*Work instructions:*
Decide whether each of the following statements agrees with the passage on regulatory T cells, giving yes or no together with the deciding words of the passage quoted verbatim.
(a) tTregs reisolated from PTCy-treated chimeras were less suppressive than tTregs from controls.
(b) Tcons from both PTCy-treated and control chimeras were fully methylated.
(c) Percentages of Vβ11-expressing Tcons were higher in PTCy-treated chimeras than in PBS-treated chimeras.

*Excerpt to read:*
Because Vβ11 TCR+ CD4+ T cells have been implicated in GVHD pathogenesis, particularly with gastrointestinal involvement in the B6→BALB.B model,31,32 we analyzed Vβ11 expression in Tcons, tTregs, and pTregs from different lymphoid organs (Figure 4A). Percentages and total numbers of Vβ11-expressing Tcons were comparable between PBS- and PTCy-treated chimeras (data not shown). However, total numbers of both Vβ11+ tTregs and pTregs were higher in the MLNs and CLNs of PTCy-treated chimeras (data not shown), resulting in significantly lower Tcon/tTreg and Tcon/pTreg ratios in the MLNs and CLNs of PTCy recipients (Figure 4B). The increased Vβ11+ Tcon/tTreg ratio in PBS vs PTCy-treated chimeras was particularly prominent in the MLNs of control chimeras, consistent with the known gastrointestinal predilection of Vβ11+ Tcons (Figure 4B, left panel).
tTregs and pTregs retrieved from control and PTCy-treated chimeras differ in their suppressive capability and TSDR demethylation profile
After confirming that PTCy promotes recovery of donor Tregs, we sought to evaluate their functional contribution to GVHD-specific protection. First, we investigated whether Tregs retrieved from PTCy-treated chimeras could suppress T-cell proliferation in vitro. We found that tTregs reisolated from PTCy-treated chimeras were as suppressive as tTregs from controls or pre-alloBMT Tregs from donors (Figure 5A-B). In contrast, pTregs retrieved from either PTCy-treated or control chimeras were only moderately suppressive (Figure 5A-B).
To evaluate the stability of the Treg phenotype, we performed epigenetic analysis of the Treg-specific demethylated region (TSDR) in Tcons, tTregs, and pTregs retrieved from control and PTCy-treated chimeras and compared them with CD4+Foxp3+ Tregs from untransplanted donors. The Foxp3 TSDR of tTregs is known to be highly demethylated, whereas Foxp3– Tcons and pTregs have methylated and partially methylated TSDRs, respectively.33 Analysis of steady-state tTregs isolated from donor mice (B6.Foxp3GFP or B6.Foxp3RFP) revealed 0% to 10% methylated TSDRs (supplemental Figure 4). Interestingly, organ-specific or pooled (data not shown) tTregs from PTCy-treated chimeras were minimally methylated (0%-20% methylation) compared with tTregs from PBS-treated controls (10%-50% methylation; Figure 5C). Notably, pooled pTregs from both PTCy recipients and controls were partially methylated (20%-70% methylation), whereas Tcons from either group were fully methylated (Figure 5C). Thus, the post-BMT inflammatory milieu culminating in GVHD appears to have a substantial impact on CpG demethylation stability in the TSDR locus, but PTCy treatment promotes persistence of demethylated tTregs. The observed differences in suppressive ability and epigenetic stability of induced pTregs may help explain the insufficient GVHD protection seen in mice treated with DT before PTCy despite the high circulating percentages of pTregs.

Stored data entries:

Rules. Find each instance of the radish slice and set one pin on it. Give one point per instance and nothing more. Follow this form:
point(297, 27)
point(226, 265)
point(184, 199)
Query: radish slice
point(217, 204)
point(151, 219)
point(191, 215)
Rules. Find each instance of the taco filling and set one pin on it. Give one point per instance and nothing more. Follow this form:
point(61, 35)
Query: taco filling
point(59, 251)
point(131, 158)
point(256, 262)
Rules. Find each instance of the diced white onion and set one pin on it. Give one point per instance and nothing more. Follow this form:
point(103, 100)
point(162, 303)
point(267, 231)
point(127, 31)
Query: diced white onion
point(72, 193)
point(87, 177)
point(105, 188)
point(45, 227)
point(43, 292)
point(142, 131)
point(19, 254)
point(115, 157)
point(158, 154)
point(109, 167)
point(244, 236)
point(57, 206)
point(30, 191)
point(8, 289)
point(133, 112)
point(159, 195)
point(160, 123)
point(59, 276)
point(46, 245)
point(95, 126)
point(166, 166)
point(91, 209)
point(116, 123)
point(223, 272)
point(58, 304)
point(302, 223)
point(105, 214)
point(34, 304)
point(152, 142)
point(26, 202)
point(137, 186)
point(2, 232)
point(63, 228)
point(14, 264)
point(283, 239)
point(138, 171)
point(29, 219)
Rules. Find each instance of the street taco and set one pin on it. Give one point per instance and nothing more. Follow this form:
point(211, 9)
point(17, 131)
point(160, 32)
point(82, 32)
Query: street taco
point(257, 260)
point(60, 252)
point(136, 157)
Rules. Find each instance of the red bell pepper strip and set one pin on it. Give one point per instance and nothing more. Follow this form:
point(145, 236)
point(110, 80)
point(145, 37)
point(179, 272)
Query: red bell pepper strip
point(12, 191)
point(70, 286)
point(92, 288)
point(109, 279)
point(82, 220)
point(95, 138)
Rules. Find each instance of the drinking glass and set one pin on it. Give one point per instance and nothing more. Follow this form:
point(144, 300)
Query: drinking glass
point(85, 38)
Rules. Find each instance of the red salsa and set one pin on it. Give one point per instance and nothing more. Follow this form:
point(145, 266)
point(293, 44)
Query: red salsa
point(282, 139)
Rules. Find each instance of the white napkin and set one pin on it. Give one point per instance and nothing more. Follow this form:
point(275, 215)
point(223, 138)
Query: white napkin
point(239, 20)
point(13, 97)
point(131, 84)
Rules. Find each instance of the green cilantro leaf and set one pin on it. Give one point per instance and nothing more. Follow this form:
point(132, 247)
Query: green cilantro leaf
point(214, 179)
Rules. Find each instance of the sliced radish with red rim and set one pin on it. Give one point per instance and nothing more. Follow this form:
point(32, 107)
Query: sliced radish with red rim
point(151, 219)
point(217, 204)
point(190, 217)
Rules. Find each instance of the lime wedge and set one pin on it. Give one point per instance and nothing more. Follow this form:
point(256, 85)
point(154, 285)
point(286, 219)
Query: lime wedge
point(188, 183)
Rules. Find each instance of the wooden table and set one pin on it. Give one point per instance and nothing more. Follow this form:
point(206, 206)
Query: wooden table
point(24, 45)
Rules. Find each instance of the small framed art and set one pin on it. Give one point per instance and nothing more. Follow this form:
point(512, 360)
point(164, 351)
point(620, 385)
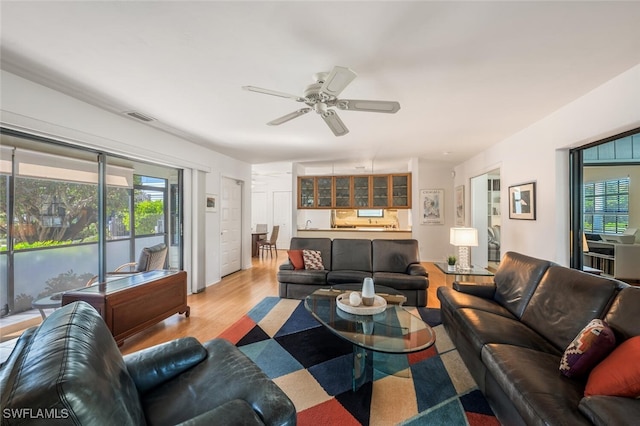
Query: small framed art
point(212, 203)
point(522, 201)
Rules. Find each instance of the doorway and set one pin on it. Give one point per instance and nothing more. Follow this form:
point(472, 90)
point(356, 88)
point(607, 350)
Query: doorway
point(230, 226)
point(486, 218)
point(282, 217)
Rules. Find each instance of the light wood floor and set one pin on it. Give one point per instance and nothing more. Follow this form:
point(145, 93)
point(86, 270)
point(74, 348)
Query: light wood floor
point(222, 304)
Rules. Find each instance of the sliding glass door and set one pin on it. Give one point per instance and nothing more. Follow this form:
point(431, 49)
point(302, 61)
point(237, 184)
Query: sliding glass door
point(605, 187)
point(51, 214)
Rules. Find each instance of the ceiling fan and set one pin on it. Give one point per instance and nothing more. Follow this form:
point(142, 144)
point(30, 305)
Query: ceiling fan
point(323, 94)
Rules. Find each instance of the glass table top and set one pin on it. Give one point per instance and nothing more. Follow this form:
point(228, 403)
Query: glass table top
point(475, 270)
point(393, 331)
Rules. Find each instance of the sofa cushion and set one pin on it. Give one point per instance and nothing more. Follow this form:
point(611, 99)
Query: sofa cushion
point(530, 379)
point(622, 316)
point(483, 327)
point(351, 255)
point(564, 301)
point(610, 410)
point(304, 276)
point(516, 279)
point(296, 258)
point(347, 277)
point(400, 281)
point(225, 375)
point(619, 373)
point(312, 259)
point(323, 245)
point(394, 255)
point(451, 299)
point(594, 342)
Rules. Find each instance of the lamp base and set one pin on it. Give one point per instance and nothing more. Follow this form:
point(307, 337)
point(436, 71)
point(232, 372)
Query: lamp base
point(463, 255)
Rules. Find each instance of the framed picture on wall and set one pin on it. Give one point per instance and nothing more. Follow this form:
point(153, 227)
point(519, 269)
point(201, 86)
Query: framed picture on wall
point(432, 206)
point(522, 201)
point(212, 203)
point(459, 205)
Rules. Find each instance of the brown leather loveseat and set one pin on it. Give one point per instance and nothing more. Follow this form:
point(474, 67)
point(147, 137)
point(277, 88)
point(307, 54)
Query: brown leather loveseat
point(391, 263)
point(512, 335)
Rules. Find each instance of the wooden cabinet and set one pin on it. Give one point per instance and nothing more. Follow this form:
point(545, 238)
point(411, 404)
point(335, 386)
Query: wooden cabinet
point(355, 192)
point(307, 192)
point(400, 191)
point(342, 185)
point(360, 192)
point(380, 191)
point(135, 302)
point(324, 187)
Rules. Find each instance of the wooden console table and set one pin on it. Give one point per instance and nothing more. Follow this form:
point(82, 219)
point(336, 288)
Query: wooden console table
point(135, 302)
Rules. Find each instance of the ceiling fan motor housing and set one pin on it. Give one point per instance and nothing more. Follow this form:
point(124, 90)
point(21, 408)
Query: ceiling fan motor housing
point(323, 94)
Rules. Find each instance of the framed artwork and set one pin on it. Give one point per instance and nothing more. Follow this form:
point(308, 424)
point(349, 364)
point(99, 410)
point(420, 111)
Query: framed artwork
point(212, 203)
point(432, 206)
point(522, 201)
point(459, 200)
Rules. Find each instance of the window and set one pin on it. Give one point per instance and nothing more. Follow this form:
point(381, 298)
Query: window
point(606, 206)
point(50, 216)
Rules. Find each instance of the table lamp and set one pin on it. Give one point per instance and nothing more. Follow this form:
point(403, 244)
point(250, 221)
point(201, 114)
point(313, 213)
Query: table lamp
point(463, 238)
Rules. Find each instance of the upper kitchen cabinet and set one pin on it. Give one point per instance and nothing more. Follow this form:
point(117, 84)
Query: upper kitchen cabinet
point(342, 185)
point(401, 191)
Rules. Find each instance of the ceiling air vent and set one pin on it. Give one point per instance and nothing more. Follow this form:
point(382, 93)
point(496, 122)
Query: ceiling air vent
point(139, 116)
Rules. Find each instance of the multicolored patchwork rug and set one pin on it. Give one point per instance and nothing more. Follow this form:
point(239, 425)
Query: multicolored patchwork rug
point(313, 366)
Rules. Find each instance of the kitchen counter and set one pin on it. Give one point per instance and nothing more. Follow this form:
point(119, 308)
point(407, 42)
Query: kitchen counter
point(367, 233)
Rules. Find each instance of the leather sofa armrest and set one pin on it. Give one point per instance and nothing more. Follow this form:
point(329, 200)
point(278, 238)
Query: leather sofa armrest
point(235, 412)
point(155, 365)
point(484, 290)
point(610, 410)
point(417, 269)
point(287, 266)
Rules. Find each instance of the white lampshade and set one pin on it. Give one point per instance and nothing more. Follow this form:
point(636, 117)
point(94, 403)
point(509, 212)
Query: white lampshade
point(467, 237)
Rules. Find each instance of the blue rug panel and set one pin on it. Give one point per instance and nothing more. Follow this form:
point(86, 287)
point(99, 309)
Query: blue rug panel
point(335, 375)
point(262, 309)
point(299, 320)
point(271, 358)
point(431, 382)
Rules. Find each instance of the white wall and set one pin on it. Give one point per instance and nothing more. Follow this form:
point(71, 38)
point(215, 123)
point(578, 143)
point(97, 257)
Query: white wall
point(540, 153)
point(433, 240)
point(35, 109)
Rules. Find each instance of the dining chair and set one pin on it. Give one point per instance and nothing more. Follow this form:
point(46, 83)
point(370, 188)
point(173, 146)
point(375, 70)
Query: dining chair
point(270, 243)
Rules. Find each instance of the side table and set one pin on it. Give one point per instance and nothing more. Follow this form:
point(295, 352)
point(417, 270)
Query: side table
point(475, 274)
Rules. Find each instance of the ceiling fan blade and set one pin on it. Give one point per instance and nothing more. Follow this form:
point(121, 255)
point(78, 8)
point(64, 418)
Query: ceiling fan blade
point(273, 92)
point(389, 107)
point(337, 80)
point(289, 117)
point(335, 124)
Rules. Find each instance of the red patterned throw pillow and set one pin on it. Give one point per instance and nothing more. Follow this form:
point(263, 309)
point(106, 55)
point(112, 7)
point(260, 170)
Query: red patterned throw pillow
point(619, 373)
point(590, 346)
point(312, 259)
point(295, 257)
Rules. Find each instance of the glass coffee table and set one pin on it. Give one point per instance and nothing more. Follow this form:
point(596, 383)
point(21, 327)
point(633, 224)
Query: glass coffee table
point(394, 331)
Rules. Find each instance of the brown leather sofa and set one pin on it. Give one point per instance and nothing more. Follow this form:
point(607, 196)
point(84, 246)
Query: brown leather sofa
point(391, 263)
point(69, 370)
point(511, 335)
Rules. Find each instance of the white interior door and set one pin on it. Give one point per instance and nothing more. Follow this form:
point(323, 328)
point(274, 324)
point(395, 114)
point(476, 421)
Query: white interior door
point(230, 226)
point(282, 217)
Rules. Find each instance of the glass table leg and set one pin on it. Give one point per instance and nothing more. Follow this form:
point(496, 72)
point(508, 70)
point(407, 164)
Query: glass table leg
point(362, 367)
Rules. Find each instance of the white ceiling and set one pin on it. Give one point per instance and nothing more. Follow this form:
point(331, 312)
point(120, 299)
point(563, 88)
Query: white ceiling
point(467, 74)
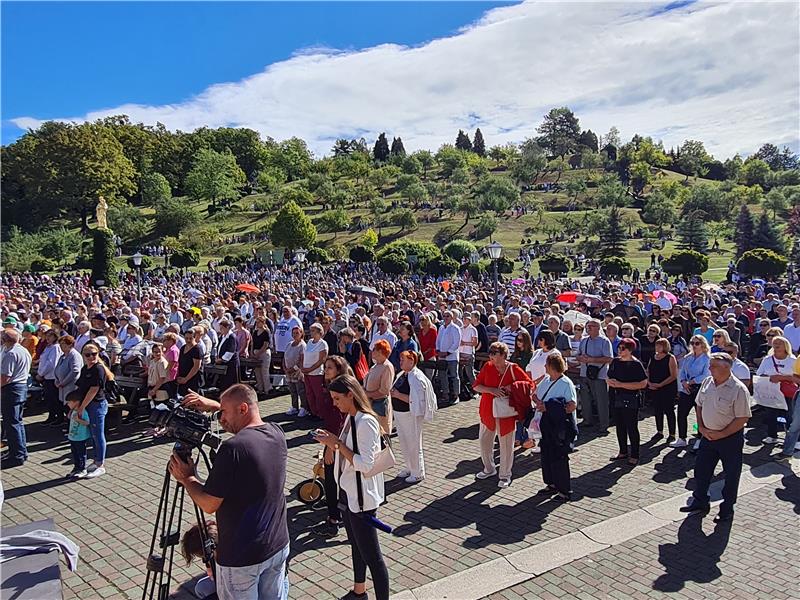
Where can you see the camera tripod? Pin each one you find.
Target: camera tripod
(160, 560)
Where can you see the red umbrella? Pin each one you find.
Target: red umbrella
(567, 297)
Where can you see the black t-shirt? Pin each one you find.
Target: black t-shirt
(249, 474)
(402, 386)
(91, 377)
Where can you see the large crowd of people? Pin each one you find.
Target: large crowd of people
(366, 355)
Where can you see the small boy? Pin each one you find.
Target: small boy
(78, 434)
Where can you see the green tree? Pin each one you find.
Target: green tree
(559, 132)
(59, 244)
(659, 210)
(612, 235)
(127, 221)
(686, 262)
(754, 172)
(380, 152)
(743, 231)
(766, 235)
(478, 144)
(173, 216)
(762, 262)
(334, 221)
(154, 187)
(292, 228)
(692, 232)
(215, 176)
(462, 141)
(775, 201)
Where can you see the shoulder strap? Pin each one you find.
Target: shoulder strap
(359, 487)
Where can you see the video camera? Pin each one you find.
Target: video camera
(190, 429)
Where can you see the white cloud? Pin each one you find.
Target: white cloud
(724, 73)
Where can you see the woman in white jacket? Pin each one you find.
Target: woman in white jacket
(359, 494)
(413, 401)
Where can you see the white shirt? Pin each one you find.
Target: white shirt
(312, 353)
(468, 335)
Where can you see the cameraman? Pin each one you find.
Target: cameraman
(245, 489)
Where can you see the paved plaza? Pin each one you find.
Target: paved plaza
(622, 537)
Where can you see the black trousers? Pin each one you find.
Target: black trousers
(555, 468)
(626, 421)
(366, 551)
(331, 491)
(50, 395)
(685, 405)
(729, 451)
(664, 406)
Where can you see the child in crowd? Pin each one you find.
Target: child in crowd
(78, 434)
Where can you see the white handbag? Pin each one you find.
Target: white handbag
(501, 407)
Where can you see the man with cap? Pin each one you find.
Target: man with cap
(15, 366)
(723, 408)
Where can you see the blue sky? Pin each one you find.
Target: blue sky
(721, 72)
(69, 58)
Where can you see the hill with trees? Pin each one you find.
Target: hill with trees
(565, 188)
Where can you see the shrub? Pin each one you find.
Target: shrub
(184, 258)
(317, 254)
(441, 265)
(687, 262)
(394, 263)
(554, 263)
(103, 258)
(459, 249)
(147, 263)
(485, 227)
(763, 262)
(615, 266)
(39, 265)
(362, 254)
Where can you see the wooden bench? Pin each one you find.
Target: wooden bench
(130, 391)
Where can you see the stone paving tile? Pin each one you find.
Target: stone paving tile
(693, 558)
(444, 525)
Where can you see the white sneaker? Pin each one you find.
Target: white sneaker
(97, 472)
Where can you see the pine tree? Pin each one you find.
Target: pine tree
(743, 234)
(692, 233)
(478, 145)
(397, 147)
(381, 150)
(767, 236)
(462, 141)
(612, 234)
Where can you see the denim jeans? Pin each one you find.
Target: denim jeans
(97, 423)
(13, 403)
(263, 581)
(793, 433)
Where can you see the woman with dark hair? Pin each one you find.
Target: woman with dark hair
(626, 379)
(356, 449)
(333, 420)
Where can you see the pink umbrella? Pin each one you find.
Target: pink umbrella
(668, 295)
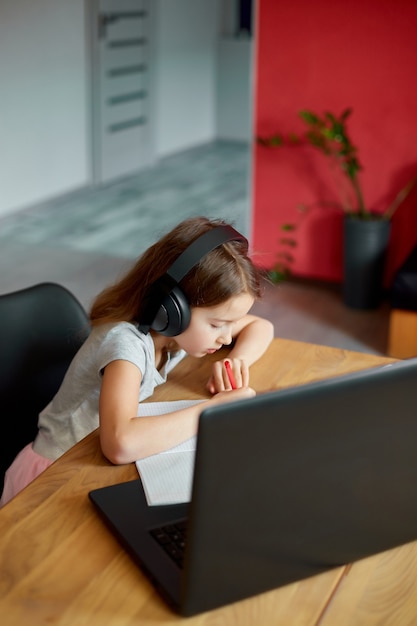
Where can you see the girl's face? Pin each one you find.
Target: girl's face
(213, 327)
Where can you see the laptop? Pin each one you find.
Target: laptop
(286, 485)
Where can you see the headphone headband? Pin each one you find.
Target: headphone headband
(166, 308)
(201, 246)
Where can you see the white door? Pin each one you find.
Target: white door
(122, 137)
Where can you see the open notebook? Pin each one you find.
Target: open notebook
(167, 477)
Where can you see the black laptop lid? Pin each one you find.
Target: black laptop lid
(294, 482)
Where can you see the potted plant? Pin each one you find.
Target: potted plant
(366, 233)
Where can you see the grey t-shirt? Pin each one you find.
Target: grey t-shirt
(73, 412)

*Solution below:*
(a) No: "We found that tTregs reisolated from PTCy-treated chimeras were as suppressive as tTregs from controls or pre-alloBMT Tregs from donors"
(b) Yes: "whereas Tcons from either group were fully methylated"
(c) No: "Percentages and total numbers of Vβ11-expressing Tcons were comparable between PBS- and PTCy-treated chimeras"